• Provided text
Why is Mitt Romney so unloved by the Republican base?
Even after Rick Perry's meteoric rise and fall in the polls, the main beneficiary of the Texas governor's stumbles has been Herman Cain, not Romney.
In a series of polls over the last few days, Cain, a man who has never held elective office, a virtually unknown person in the national political scene until his appearance on the multiple debate stages, has surged.
In the latest CBS News poll, Cain actually ties with Romney, 17% to 17%, even as Rick Perry falls from 23% to 12% compared to the same poll 2 weeks earlier.
So where's the love for Mitt, the presumptive GOP frontrunner? Shouldn't the GOP's vaunted "coronation" process, where the perceived best candidate is pushed forward by the establishment and base of the party towards the nomination, much like George W. Bush was in 2000, be creating a similar momentum for Romney?
The conventional answer goes something like this: Romney has changed so many of his core positions after his governorship of Massachusetts, and his subsequent multiple runs for president, that voters are suspicious of what he really believes.
Is Romney pro-choice? He was, but not anymore. Did he support the end of the "don't ask, don't tell" policy in the military? Yes, that is, until he was against it. Gun laws, same. Immigration reform, he was for it until he discovered that you can't be nominated in today's post-Reagan GOP unless you advocate ever harsher anti-immigrant measures that, as in the case of Arizona and Alabama, amount to lightly disguised ethnic cleansing strategies.
And Social Security? When Perry first zoomed up the GOP preference polls -- and his nonstrategic insistence that the federal program that nearly wiped out poverty among senior citizens over the last 7 decades is nothing more than a gigantic Bernie Madoff-style scam -- Romney abandoned his Social Security privatization views for the more Florida-friendly new role as the Social Security champion.
While an evolution of your views over time is a sign of a learning brain, incorporating new facts as they are discovered, Romney's whole-cloth shift in so many fundamental issues of deep ideological import to Republicans is inherently suspect.
But this may not be Romney's biggest problem in creating an emotional bond with the base of the GOP. While the former Massachusetts Governor has morphed into a Southern-strategy friendly Conservative, he can't fully escape who he is. There are some factors that are beyond the power of focus-group driven repositioning.
Romney, of course, is a devout Mormon. His family is steeped in the Mormon tradition. And no one has remotely questioned Romney's sincerity in this regard. And that is the problem.

Records of labeled points:
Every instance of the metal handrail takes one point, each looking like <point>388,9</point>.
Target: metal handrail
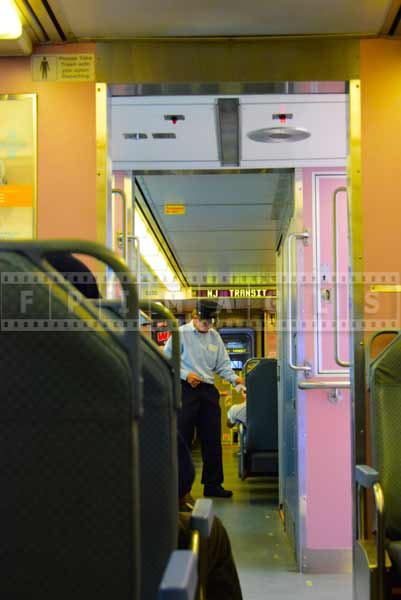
<point>380,538</point>
<point>368,359</point>
<point>124,246</point>
<point>324,385</point>
<point>136,239</point>
<point>175,360</point>
<point>339,361</point>
<point>372,339</point>
<point>305,237</point>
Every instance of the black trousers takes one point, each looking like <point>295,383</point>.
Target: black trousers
<point>201,411</point>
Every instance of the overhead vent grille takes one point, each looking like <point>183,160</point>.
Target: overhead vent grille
<point>164,136</point>
<point>274,135</point>
<point>174,118</point>
<point>135,136</point>
<point>45,20</point>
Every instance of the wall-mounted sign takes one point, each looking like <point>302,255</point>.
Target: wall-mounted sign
<point>17,166</point>
<point>174,209</point>
<point>63,67</point>
<point>248,292</point>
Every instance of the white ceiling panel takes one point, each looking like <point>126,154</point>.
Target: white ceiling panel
<point>129,18</point>
<point>228,226</point>
<point>193,141</point>
<point>247,217</point>
<point>232,241</point>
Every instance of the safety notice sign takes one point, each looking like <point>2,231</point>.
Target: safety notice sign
<point>63,67</point>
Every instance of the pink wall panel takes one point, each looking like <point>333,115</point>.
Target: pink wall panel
<point>328,471</point>
<point>327,426</point>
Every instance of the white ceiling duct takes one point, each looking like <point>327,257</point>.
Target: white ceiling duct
<point>276,135</point>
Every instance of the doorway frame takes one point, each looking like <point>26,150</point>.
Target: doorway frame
<point>214,64</point>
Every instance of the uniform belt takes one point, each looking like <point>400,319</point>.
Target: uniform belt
<point>201,383</point>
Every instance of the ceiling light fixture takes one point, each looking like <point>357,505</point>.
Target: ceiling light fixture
<point>151,253</point>
<point>10,24</point>
<point>276,135</point>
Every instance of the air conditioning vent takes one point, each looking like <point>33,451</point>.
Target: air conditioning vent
<point>135,136</point>
<point>174,118</point>
<point>164,136</point>
<point>274,135</point>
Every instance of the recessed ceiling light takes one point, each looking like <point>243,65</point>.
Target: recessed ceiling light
<point>274,135</point>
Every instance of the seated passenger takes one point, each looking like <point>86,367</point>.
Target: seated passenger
<point>217,571</point>
<point>237,413</point>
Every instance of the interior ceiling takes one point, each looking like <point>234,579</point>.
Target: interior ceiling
<point>230,224</point>
<point>102,19</point>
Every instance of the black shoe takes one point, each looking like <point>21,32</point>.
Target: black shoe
<point>216,491</point>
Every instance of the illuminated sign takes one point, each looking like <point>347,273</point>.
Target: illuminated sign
<point>247,292</point>
<point>174,209</point>
<point>162,336</point>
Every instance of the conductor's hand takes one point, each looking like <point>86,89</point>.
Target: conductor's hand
<point>193,379</point>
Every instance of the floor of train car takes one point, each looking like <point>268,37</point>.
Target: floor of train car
<point>261,549</point>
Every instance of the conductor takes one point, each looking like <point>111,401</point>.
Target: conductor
<point>202,354</point>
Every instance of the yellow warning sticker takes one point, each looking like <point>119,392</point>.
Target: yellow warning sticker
<point>174,209</point>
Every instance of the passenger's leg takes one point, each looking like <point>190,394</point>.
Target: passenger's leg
<point>188,414</point>
<point>209,427</point>
<point>217,572</point>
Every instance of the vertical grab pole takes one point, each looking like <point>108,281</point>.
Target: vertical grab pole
<point>293,236</point>
<point>124,247</point>
<point>339,361</point>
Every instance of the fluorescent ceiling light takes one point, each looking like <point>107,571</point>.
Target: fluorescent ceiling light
<point>10,24</point>
<point>151,253</point>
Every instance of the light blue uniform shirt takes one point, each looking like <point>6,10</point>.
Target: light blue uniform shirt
<point>202,354</point>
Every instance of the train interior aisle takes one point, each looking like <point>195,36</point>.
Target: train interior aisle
<point>262,551</point>
<point>236,195</point>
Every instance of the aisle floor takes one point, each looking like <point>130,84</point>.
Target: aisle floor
<point>262,552</point>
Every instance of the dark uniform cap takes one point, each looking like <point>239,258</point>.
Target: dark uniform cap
<point>207,309</point>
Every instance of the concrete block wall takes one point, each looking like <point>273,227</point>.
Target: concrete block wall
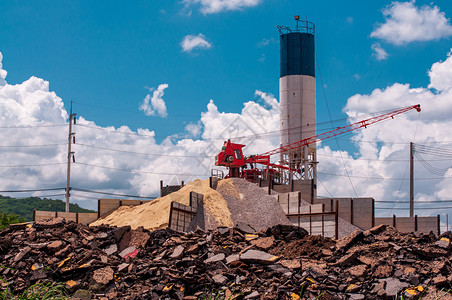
<point>86,218</point>
<point>292,203</point>
<point>406,224</point>
<point>82,218</point>
<point>412,224</point>
<point>357,211</point>
<point>427,224</point>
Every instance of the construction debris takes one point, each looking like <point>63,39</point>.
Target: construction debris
<point>280,262</point>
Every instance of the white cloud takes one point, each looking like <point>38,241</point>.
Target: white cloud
<point>191,42</point>
<point>31,103</point>
<point>379,52</point>
<point>405,23</point>
<point>441,74</point>
<point>157,104</point>
<point>216,6</point>
<point>265,42</point>
<point>383,149</point>
<point>3,73</point>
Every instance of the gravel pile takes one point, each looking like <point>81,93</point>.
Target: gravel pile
<point>281,262</point>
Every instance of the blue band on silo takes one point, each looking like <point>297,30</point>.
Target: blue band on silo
<point>297,55</point>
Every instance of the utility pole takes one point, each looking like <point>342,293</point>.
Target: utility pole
<point>70,155</point>
<point>411,179</point>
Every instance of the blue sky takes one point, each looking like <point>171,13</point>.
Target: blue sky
<point>105,54</point>
<point>112,57</point>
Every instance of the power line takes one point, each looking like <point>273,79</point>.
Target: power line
<point>42,196</point>
<point>329,114</point>
<point>114,194</point>
<point>29,146</point>
<point>380,178</point>
<point>403,208</point>
<point>436,201</point>
<point>136,171</point>
<point>32,126</point>
<point>35,165</point>
<point>32,190</point>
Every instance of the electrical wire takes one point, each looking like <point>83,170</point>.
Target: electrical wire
<point>32,190</point>
<point>30,146</point>
<point>430,168</point>
<point>136,171</point>
<point>318,179</point>
<point>380,178</point>
<point>35,165</point>
<point>42,196</point>
<point>141,153</point>
<point>402,208</point>
<point>113,194</point>
<point>329,114</point>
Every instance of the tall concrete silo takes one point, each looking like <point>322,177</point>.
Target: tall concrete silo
<point>297,95</point>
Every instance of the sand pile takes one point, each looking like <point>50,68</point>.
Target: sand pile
<point>155,214</point>
<point>250,204</point>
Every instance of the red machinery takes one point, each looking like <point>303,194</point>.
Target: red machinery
<point>231,155</point>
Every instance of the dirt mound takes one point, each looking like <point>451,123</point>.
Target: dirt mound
<point>250,204</point>
<point>120,263</point>
<point>314,246</point>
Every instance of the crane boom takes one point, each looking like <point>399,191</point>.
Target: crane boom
<point>335,132</point>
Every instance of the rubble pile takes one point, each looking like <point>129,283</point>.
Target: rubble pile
<point>155,214</point>
<point>281,262</point>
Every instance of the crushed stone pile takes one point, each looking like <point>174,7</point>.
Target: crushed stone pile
<point>281,262</point>
<point>250,204</point>
<point>154,215</point>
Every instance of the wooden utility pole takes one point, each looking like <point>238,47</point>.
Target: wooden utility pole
<point>411,179</point>
<point>70,156</point>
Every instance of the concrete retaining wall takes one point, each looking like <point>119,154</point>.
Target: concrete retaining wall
<point>82,218</point>
<point>106,206</point>
<point>357,211</point>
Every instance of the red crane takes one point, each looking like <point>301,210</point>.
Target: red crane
<point>231,155</point>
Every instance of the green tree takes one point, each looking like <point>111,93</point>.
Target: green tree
<point>6,219</point>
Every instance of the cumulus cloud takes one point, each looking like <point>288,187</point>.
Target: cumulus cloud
<point>155,105</point>
<point>406,23</point>
<point>216,6</point>
<point>113,160</point>
<point>378,168</point>
<point>441,74</point>
<point>3,73</point>
<point>191,42</point>
<point>379,52</point>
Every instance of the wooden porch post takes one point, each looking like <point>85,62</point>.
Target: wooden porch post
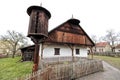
<point>91,52</point>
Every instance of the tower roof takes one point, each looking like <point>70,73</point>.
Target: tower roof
<point>29,10</point>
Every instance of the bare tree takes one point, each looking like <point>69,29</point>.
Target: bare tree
<point>111,37</point>
<point>16,41</point>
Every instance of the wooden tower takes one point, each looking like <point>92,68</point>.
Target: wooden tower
<point>38,28</point>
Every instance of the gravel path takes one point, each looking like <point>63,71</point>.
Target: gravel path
<point>109,73</point>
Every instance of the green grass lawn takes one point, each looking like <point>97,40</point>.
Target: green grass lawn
<point>114,61</point>
<point>11,68</point>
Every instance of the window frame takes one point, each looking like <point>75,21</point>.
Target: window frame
<point>56,51</point>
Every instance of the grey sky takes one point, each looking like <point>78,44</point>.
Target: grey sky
<point>96,16</point>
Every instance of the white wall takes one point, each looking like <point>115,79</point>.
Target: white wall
<point>48,51</point>
<point>117,50</point>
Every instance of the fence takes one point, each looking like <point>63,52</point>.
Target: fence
<point>112,54</point>
<point>70,71</point>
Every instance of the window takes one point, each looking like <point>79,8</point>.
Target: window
<point>77,51</point>
<point>57,51</point>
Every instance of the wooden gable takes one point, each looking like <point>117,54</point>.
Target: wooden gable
<point>69,33</point>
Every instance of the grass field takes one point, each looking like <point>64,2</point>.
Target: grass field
<point>11,68</point>
<point>114,61</point>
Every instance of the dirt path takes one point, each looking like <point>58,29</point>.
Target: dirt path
<point>109,73</point>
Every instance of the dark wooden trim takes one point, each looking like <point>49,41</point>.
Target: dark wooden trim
<point>70,32</point>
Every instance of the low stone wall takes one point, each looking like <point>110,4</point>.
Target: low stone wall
<point>75,70</point>
<point>66,71</point>
<point>112,54</point>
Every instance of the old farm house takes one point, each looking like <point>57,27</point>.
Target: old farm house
<point>67,40</point>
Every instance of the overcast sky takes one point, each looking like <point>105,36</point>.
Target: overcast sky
<point>96,16</point>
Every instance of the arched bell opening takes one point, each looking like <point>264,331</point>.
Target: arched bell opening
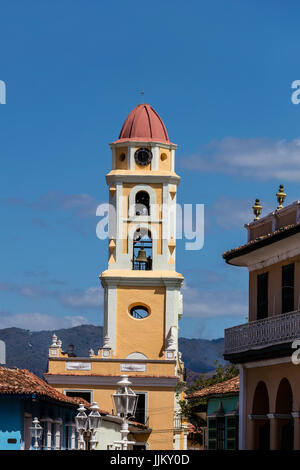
<point>142,250</point>
<point>142,203</point>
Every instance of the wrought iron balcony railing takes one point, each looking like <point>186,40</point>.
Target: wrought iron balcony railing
<point>263,333</point>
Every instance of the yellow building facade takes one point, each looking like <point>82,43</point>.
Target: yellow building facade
<point>142,299</point>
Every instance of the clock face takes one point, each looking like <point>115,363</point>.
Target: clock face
<point>143,156</point>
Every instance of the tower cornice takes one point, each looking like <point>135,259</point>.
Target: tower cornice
<point>142,142</point>
<point>128,176</point>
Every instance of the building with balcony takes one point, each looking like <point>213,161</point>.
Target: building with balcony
<point>218,407</point>
<point>264,348</point>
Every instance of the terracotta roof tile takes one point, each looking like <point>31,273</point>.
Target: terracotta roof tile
<point>260,240</point>
<point>22,382</point>
<point>221,388</point>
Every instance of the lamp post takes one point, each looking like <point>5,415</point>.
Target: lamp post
<point>87,425</point>
<point>125,401</point>
<point>94,423</point>
<point>36,433</point>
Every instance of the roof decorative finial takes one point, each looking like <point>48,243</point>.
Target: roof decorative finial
<point>280,197</point>
<point>142,93</point>
<point>257,208</point>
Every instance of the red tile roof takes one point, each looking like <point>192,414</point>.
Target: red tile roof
<point>22,382</point>
<point>143,123</point>
<point>221,388</point>
<point>258,242</point>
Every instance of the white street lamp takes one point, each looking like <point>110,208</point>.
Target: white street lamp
<point>125,401</point>
<point>81,421</point>
<point>87,425</point>
<point>94,423</point>
<point>36,433</point>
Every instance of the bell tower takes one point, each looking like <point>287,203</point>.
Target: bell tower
<point>143,302</point>
<point>142,299</point>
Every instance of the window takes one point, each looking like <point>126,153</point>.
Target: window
<point>216,433</point>
<point>142,203</point>
<point>262,296</point>
<point>212,434</point>
<point>288,288</point>
<point>232,433</point>
<point>142,250</point>
<point>139,311</point>
<point>86,395</point>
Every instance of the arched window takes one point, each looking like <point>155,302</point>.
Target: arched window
<point>260,410</point>
<point>284,407</point>
<point>142,250</point>
<point>142,203</point>
<point>139,312</point>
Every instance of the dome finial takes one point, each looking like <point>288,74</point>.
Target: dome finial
<point>257,208</point>
<point>280,196</point>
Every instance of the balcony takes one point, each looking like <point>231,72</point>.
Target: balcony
<point>264,333</point>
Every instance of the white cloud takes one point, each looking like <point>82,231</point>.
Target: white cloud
<point>38,321</point>
<point>211,304</point>
<point>259,158</point>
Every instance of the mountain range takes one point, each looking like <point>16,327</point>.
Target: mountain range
<point>27,349</point>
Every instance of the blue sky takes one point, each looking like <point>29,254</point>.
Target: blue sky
<point>219,74</point>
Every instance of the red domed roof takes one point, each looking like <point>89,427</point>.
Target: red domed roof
<point>143,123</point>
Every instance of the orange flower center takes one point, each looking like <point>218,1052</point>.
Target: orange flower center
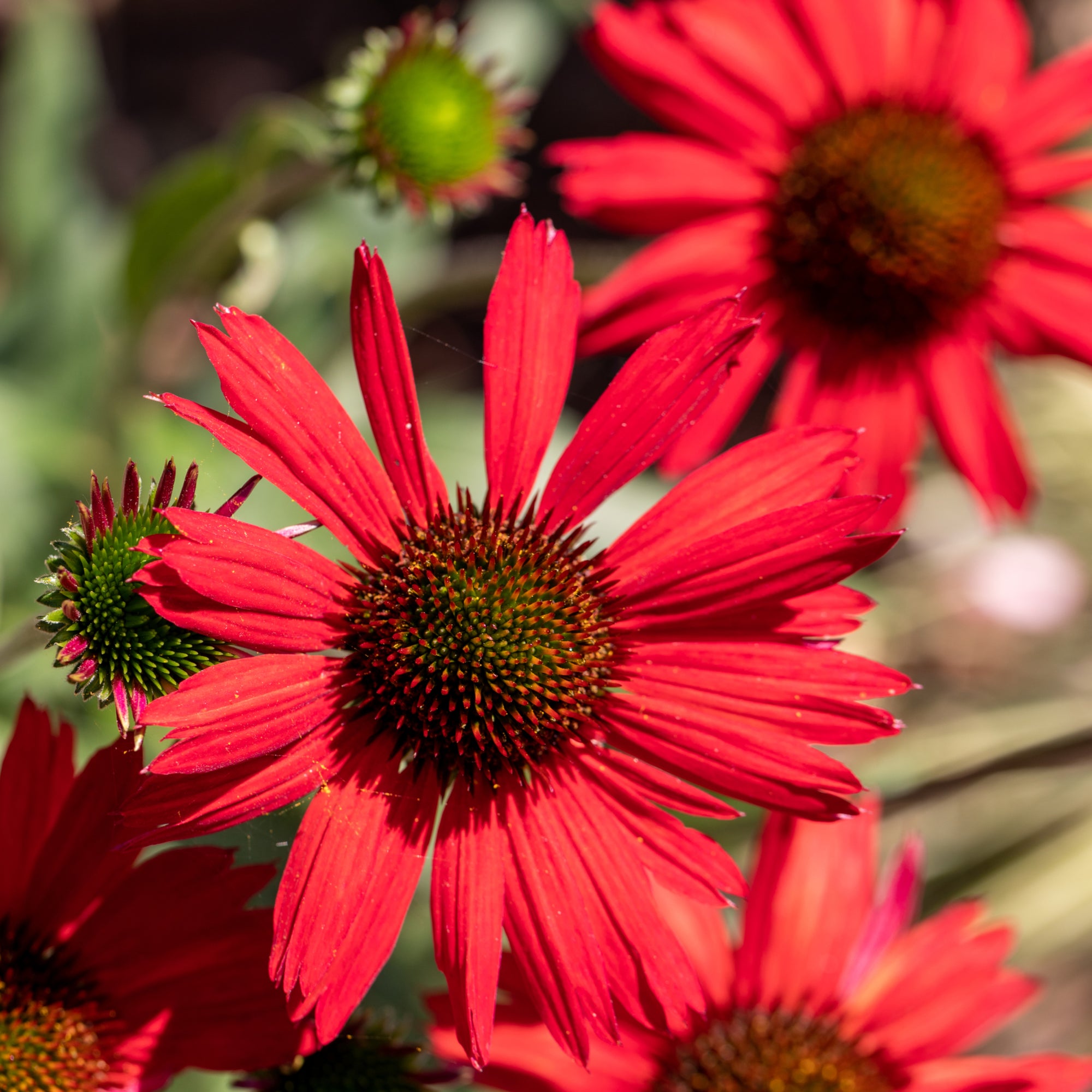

• Directions
1) Starting at the beginning of the records and ending with the line that contains "<point>201,411</point>", write those lines out again with "metal handrail" swapped for "steel railing" and everything else unchanged. Leave the pictures out.
2) Carry on the text about Mitt Romney and the Republican base from the point where it stops.
The text and the records come from separate, unrelated sources.

• Answer list
1)
Every instance of the steel railing takes one point, each looking like <point>388,9</point>.
Target: steel railing
<point>380,538</point>
<point>368,359</point>
<point>124,246</point>
<point>324,385</point>
<point>136,239</point>
<point>175,360</point>
<point>339,361</point>
<point>372,339</point>
<point>305,237</point>
Every instance of the black trousers takes one point, each looking like <point>295,383</point>.
Target: black trousers
<point>201,411</point>

2)
Romney is the Mormon in the room. His religion crashes directly into Evangelical Christian dogma. As CNN reported, Robert Jeffress, pastor of the First Baptist Church of Dallas, who has endorsed Rick Perry, has called the Mormon church a "cult."
In a recent speech before the conservative Values Voters Summit, Jeffress unloaded on the Mormon faith. Speaking to CNN after his appearance, Jeffress said, "I think Mitt Romney's a good, moral man, but I think those of us who are born-again followers of Christ should always prefer a competent Christian to a competent non-Christian like Mitt Romney. So that's why I'm enthusiastic about Rick Perry."
This is the ultimate dog whistle for Evangelicals. Jeffress is clearly making the case that Romney is a "non-Christian" and therefore not fit to be the President of the United States. In the same interview Jeffress asserted that Romney "doesn't embrace the historical tenets of evangelical Christianity."
And this is not a new problem from Romney. Back in 2007 during Romney's first run for the GOP nomination, the televangelist Bill Keller penned a missive to Evangelicals that is as clear as can be. It was titled "A vote for Romney is a vote for Satan."
Conservative firebrand and electoral marketing wiz Richard Viguerie published on his site in May an equally devastating claim:
55 percent of conservative activists and Tea Partiers polled by Richard Viguerie's ConservativeHQ.com responded that they, 'would vote for a third-party or independent candidate' if Romney were the nominee.
In simple terms, the most conservative Evangelical leaders are casting Romney as the "Other." Not as bad as a Kenyan Muslim to be sure, but in the same genre of unacceptable candidates.
Beyond the theological issues, the political implications of this line of thought are devastating for Romney. No Republican candidate since Ronald Reagan paid homage to the Rev. Jerry Falwell's Moral Majority in the 1980 election, has made it to the White House without carrying the Evangelical vote by dominant margins.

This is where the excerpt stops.